9. Mme E..., qui figurait en huitième position sur la liste Mawa, a saisi le tribunal administratif de Mayotte en soutenant qu'elle devait être proclamée élue en qualité de conseiller municipal en remplacement de M. B... placé en cinquième position sur la même liste, au motif que celui-ci aurait " démissionné " de la liste entre les deux tours. Elle demandait ainsi l'annulation de l'élection de M. B... comme conseiller municipal, la proclamation de son élection, l'annulation de l'élection du maire, l'annulation des décisions prises par le conseil municipal lors de sa première séance le 5 juillet 2020 et du procès-verbal de l'élection du maire ainsi que la suspension du conseil municipal nouvellement élu. Mme E... relève appel du jugement du 26 octobre 2020 par lequel le tribunal administratif de Mayotte a rejeté sa protestation.

10. En premier lieu, aux termes de l'article L. 267 du code électoral : " Les déclarations de candidatures doivent être déposées au plus tard : / - pour le premier tour, le troisième jeudi qui précède le jour du scrutin, à dix-huit heures ;/ - pour le second tour, le mardi qui suit le premier tour, à dix-huit heures./ Aucun retrait volontaire ou remplacement de candidat n'est accepté après le dépôt de la liste.(...) " L'article 2 de l'ordonnance du 1er avril 2020 relative au report du second tour du renouvellement général des conseillers municipaux et communautaires, des conseillers de Paris et des conseillers de la métropole de Lyon de 2020 et à l'établissement de l'aide publique pour 2021 a prévu une période complémentaire de dépôt des déclarations de candidature pour le second tour, dont les dates seraient déterminée par décret. Cet article dispose en outre que " les déclarations de candidature enregistrées avant le mardi 17 mars 2020 à 18 heures en vue du second tour initialement prévu le 22 mars 2020 et pour lesquelles un récépissé définitif a été délivré demeurent valables " et que " dans les communes de 1 000 habitants et plus, les candidatures peuvent être retirées pendant la période complémentaire de dépôt des déclarations de candidature prévue (...). Les retraits de listes complètes comportent la signature de la majorité des candidats de la liste ". La période complémentaire de dépôt des déclarations de candidature a été fixée entre le vendredi 29 mai 2020, à 9 heures, et le mardi 2 juin, à 18 heures par l'article 2 du décret du 27 mai 2020 fixant la date du second tour du renouvellement général des conseillers municipaux et communautaires, des conseillers de Paris et des conseillers métropolitains de Lyon, et portant convocation des électeurs.

= = = =

## EXERCICE PROPOSÉ 1
Dressez la liste de toutes les demandes que Mme E... a présentées au tribunal administratif de Mayotte selon le texte de la page.

= = = =

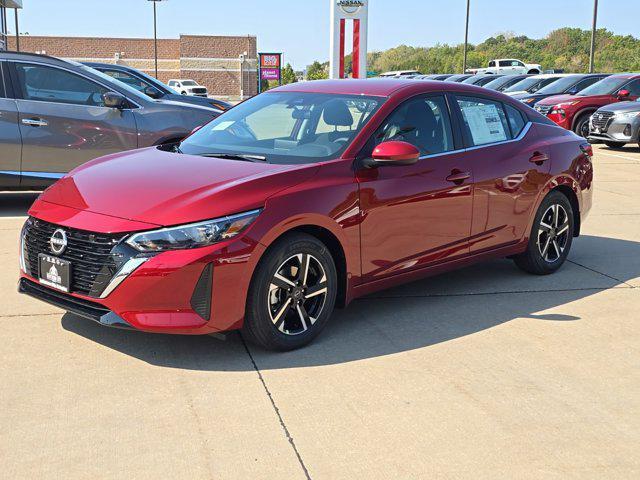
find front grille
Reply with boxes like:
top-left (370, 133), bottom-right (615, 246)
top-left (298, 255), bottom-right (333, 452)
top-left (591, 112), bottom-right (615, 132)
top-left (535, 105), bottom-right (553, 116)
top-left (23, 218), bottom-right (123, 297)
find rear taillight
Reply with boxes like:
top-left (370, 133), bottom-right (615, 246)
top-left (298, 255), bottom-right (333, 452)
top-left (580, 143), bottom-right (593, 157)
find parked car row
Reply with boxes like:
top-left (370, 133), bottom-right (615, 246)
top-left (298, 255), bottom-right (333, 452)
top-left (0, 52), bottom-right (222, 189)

= = = =

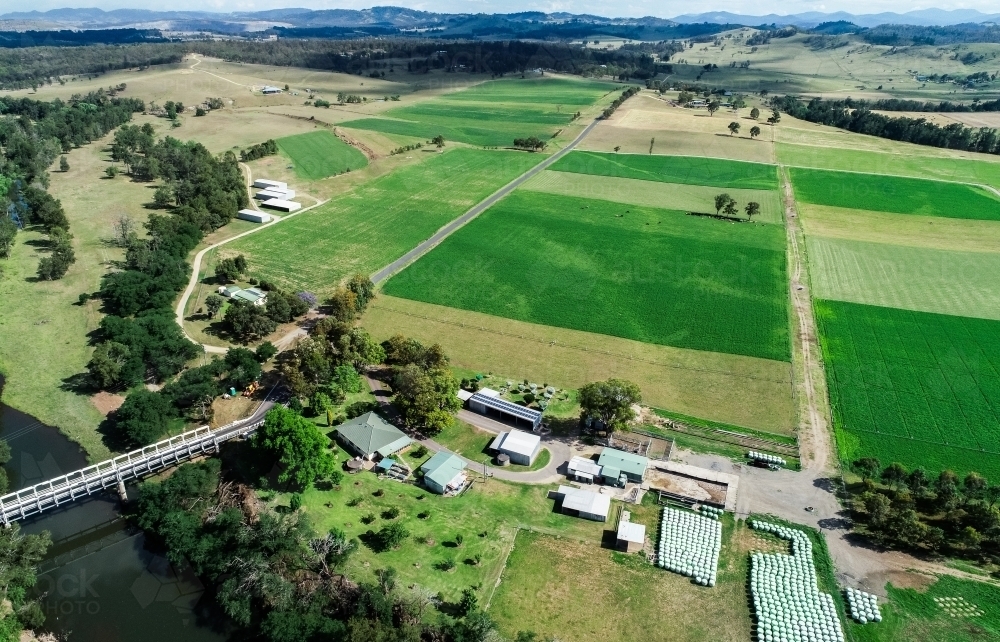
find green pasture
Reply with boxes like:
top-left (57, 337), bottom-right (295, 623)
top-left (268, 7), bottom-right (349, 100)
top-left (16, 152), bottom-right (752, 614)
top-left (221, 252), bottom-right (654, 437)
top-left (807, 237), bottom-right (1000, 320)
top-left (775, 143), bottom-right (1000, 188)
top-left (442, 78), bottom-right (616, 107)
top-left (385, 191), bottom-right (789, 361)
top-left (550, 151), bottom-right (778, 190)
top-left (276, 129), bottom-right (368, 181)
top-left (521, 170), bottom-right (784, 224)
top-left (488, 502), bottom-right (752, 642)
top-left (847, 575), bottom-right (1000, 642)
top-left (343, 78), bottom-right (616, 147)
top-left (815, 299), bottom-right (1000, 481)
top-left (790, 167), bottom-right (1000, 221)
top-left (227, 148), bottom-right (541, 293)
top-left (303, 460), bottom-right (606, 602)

= = = =

## EXERCICE PROPOSÉ 2
Dans les enregistrements, recopiez la partie qui commence à la ligne contenant « find rear taillight » et se termine à celle contenant « top-left (580, 143), bottom-right (593, 157) », en remplaçant « taillight » par « tail lamp » sans rien modifier d'autre.

## RÉPONSE COMPLÈTE 1
- l'annulation de l'élection de M. B... comme conseiller municipal
- la proclamation de son élection
- l'annulation de l'élection du maire
- l'annulation des décisions prises par le conseil municipal lors de sa première séance le 5 juillet 2020
- l'annulation du procès-verbal de l'élection du maire
- la suspension du conseil municipal nouvellement élu

## RÉPONSE COMPLÈTE 2
find rear tail lamp
Reply with boxes like:
top-left (370, 133), bottom-right (615, 246)
top-left (298, 255), bottom-right (333, 452)
top-left (580, 143), bottom-right (593, 157)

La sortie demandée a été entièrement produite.